* [EXCERPTED PASSAGE]

• • • • • • •

Gas is supplied to Armenia via 2 pipelines: the Iran-Armenia gas pipeline and the Russia-Georgia-Armenia gas pipeline. The Iran-Armenia gas pipeline has the capacity to supply with a volume of gas approximately 2 times higher than Armenia's need (2.3-2.5 cubic meters per year). In the first years after the gas pipeline was put into operation, Iran supplied natural gas in exchange for electricity. However, the Russian company's monopoly on gas supplies to the country has reduced interest in gas from Iran.

Historically, Russian gas was sold to Armenia on preferential terms, and in 2014-2019, the average price per 1,000 cubic meters of gas was 165 dollars. This is about 50 percent cheaper than the price of gas sold to Europe. The Russian government subsidized the resulting difference. Along with that, for gas imported to Armenia via the Russia-Georgia-Armenia pipeline, Armenia provides Georgia with a transit fee equal to 10 percent of the cost of gas supplied to Armenia. Consequently, this increases the volume of gas that Russia sells to Armenia on preferential terms resulting in increase in losses associated with the sale of gas.

Since the beginning of 2020, a sharp drop in global demand observed due to the spread of the coronavirus pandemic has also impacted natural gas tariffs. So, starting from the first quarter of this year, gas tariffs fell sharply, and the price of natural gas sold by Russia to Europe changed and settled in the range of 65-87 US dollars per 1000 cubic meters, which is 2-2.5 times lower than the cost of gas sold to Armenia. In such situation, for obtaining cheaper gas, Armenia raised the issue of starting negotiations with Iran or revising tariffs with Russia. This would be a blow to Russia, which has always played a special role in providing Armenia with energy resources and energy security.

• • • • • • •

* [ENTRIES PROVIDED]
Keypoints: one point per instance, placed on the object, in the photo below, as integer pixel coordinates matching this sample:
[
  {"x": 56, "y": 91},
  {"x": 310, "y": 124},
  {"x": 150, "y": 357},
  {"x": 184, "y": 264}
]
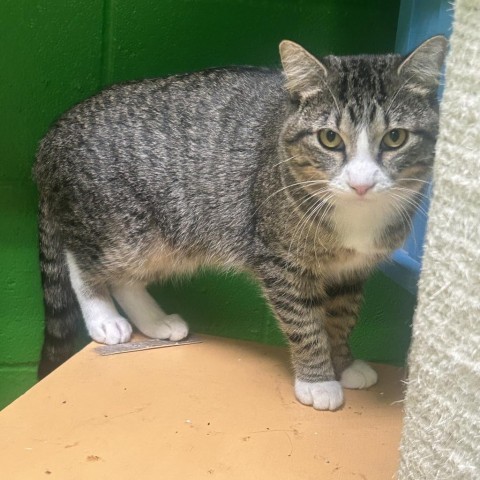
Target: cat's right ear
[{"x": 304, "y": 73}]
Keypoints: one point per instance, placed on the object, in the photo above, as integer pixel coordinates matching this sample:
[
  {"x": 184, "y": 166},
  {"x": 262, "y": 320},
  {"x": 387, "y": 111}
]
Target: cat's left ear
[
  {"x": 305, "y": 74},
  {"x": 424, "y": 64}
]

• • • • • • •

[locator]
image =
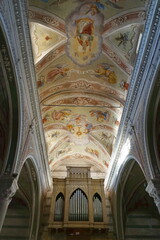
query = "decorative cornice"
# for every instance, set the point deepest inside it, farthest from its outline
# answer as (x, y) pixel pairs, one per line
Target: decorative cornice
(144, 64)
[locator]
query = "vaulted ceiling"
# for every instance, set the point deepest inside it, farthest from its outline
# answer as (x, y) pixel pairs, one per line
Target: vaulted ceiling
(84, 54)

• • • • • • •

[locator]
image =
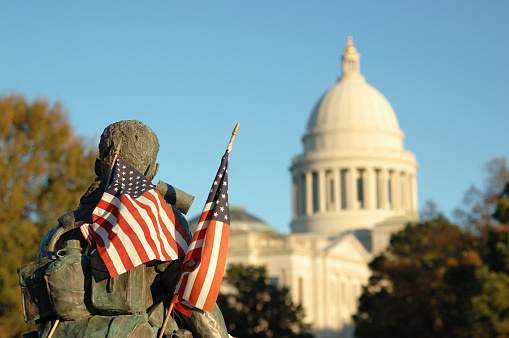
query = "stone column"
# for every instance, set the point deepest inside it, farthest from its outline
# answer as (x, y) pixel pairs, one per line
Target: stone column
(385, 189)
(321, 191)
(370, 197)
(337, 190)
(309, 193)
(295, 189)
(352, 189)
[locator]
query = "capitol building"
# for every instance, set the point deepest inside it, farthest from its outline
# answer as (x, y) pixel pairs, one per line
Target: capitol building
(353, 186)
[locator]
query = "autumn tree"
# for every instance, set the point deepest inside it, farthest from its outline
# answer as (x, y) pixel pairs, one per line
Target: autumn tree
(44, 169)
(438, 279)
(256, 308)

• • • • • • •

* [WORK ITEM A] Translate this sentence from the passage on Armenia's gas supply into Spanish: "The Russian government subsidized the resulting difference."
* [WORK ITEM B] Write the next paragraph of the passage on Armenia's gas supply, following on from its last sentence.
The lines above are separate material, not part of the passage on Armenia's gas supply.

* [ANSWER SECTION A] El gobierno ruso subsidió la diferencia resultante.

* [ANSWER SECTION B]
In general, the monopolization of the communal services industry in Armenia and limited access to external markets have led to high tariffs for utilities in the country. This factor is reflected in the consumer basket, and in recent years, the average share of utilities in the consumer basket was 17-20 percent.

The analysis demonstrates that energy security, considered as main component of the economic security of each country, is not ensured in Armenia. The energy security of Armenia is based on the Metsamor NPP, which poses a threat to the entire region. Short-term replenishment of the energy deficit as a result of replacing the Metsamor NPP is possible only at the expense of thermal power plants. Armenia is extending the operation period of the NPP, as it does not want to buy more gas from Russia and, thus, increase its dependence on gas.

Frequently changing foreign policy of the country has created an image of Armenia as unreliable partner at the international level, which constantly casts doubt on the energy security. Slippery political position and aggressive policy of Armenia alienated its participation in significant regional and global energy projects, and thus the country has lost transit opportunities that are geographically advantageous.